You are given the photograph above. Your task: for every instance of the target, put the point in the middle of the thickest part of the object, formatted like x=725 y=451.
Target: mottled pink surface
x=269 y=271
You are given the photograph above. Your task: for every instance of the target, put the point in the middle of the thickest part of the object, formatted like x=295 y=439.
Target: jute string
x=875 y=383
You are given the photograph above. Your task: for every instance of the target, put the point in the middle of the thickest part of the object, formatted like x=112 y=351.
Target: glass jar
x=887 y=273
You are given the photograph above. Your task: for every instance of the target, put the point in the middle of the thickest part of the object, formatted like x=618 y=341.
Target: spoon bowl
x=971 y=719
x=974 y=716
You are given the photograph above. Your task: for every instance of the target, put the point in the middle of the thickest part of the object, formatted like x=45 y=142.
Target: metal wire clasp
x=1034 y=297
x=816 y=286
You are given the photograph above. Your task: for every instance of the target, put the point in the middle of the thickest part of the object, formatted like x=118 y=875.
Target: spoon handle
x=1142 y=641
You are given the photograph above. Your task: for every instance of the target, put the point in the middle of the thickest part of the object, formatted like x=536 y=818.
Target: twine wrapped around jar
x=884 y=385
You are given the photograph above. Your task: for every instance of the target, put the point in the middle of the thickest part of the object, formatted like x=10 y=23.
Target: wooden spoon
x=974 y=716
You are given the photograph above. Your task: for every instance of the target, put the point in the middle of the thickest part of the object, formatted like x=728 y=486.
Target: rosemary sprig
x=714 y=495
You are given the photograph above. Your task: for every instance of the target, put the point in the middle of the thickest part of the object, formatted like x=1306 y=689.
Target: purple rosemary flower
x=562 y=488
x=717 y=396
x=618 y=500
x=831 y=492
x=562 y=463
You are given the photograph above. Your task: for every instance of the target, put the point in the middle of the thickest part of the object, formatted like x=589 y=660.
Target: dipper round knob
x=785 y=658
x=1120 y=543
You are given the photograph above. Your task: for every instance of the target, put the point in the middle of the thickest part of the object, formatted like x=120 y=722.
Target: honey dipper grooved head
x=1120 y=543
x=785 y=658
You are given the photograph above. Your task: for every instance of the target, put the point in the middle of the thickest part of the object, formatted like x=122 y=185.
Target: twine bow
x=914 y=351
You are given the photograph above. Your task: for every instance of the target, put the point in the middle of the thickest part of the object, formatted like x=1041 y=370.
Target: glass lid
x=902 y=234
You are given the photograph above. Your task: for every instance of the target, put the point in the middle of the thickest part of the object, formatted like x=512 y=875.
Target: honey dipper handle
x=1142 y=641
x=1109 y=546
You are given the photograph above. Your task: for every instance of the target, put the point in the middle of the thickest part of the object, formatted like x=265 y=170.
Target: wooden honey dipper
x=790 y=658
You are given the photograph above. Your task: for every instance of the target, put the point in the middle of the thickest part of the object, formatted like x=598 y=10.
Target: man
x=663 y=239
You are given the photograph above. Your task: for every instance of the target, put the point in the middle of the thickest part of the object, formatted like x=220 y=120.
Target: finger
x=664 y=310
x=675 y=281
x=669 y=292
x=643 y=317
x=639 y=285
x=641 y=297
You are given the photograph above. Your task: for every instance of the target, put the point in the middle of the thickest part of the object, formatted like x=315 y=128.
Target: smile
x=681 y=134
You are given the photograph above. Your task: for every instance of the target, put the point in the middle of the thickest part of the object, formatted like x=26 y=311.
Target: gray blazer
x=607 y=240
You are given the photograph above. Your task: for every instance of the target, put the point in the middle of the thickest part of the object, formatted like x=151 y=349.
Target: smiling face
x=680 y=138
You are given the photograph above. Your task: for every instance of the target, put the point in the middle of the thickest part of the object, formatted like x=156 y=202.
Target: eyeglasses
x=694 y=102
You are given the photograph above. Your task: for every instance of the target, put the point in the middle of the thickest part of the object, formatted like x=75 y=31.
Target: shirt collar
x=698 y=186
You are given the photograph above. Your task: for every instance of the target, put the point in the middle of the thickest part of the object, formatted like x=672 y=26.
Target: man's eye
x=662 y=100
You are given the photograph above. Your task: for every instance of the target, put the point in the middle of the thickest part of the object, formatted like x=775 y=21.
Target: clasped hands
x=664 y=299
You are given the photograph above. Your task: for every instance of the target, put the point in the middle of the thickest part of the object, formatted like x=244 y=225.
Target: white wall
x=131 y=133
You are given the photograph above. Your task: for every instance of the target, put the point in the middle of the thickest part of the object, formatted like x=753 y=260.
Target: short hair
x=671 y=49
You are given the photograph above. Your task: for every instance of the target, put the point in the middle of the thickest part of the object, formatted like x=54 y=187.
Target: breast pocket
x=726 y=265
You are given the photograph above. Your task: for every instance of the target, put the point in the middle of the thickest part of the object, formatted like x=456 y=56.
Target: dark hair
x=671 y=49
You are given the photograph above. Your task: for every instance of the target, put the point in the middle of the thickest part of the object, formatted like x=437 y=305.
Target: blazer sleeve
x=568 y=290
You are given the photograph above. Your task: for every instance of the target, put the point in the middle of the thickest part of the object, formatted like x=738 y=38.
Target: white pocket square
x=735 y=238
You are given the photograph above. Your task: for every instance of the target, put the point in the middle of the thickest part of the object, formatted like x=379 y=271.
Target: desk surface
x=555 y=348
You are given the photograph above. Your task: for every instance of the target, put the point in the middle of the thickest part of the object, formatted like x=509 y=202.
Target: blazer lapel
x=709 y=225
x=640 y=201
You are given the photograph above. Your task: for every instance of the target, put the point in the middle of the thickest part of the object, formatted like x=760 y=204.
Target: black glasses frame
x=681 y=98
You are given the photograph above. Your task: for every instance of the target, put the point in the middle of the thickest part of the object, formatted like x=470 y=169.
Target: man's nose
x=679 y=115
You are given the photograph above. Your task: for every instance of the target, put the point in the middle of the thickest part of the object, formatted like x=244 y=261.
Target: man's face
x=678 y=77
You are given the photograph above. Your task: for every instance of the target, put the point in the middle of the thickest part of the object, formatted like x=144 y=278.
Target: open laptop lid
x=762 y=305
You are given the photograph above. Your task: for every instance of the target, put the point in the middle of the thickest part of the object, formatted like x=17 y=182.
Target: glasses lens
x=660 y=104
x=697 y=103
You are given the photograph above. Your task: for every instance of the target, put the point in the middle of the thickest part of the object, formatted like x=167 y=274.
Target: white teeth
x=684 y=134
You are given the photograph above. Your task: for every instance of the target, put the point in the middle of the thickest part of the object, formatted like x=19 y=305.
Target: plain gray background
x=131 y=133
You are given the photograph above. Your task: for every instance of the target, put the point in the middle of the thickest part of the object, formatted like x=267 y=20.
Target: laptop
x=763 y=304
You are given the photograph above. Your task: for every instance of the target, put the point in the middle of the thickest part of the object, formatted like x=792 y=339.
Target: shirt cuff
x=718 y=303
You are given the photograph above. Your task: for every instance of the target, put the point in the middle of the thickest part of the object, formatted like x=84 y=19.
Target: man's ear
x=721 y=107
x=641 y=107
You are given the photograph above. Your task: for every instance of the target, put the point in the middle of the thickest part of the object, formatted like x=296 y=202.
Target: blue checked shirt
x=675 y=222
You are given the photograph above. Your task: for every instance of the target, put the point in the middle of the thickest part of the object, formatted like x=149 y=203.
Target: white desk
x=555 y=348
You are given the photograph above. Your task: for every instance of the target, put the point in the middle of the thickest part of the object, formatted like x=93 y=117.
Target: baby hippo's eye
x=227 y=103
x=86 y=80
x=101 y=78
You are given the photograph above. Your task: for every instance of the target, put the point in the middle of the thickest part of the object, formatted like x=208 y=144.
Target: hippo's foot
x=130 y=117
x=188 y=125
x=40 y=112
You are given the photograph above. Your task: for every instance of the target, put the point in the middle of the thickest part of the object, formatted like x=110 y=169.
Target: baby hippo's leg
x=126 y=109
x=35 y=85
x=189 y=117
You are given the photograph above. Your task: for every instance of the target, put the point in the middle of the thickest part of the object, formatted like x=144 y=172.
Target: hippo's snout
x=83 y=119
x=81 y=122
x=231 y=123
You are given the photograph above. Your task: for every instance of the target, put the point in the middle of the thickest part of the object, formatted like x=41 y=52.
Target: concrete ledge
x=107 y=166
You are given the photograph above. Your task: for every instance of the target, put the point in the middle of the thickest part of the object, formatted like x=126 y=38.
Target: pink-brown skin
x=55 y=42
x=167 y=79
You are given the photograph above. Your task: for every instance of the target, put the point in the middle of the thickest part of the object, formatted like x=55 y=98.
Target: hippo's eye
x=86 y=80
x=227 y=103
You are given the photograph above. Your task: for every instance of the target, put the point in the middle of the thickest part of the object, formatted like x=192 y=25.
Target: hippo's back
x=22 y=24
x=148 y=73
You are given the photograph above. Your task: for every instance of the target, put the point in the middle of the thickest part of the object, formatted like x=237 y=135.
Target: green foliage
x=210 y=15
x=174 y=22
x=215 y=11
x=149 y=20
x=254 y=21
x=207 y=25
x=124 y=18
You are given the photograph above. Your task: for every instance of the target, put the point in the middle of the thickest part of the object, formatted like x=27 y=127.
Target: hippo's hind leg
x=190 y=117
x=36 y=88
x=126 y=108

- - - - - - -

- **What this task involves**
Reproduce the records word for word, from their first line through the line that contains "x=887 y=273", both included.

- **Full response**
You are given the photograph above. Your task: for every instance of the target, put the point in the middle of the thickest part of the object, formatted like x=725 y=451.
Target: mottled pink surface
x=269 y=271
You are given the photograph above. Your task: for every instance of the target, put the point in the middle of the thickest part of the object, formatted like x=295 y=439.
Target: jute string
x=875 y=383
You are given the photograph above. Your task: for every instance of the target, put the point in the middle of the thickest part of the object, formatted like x=112 y=351.
Target: glass jar
x=887 y=273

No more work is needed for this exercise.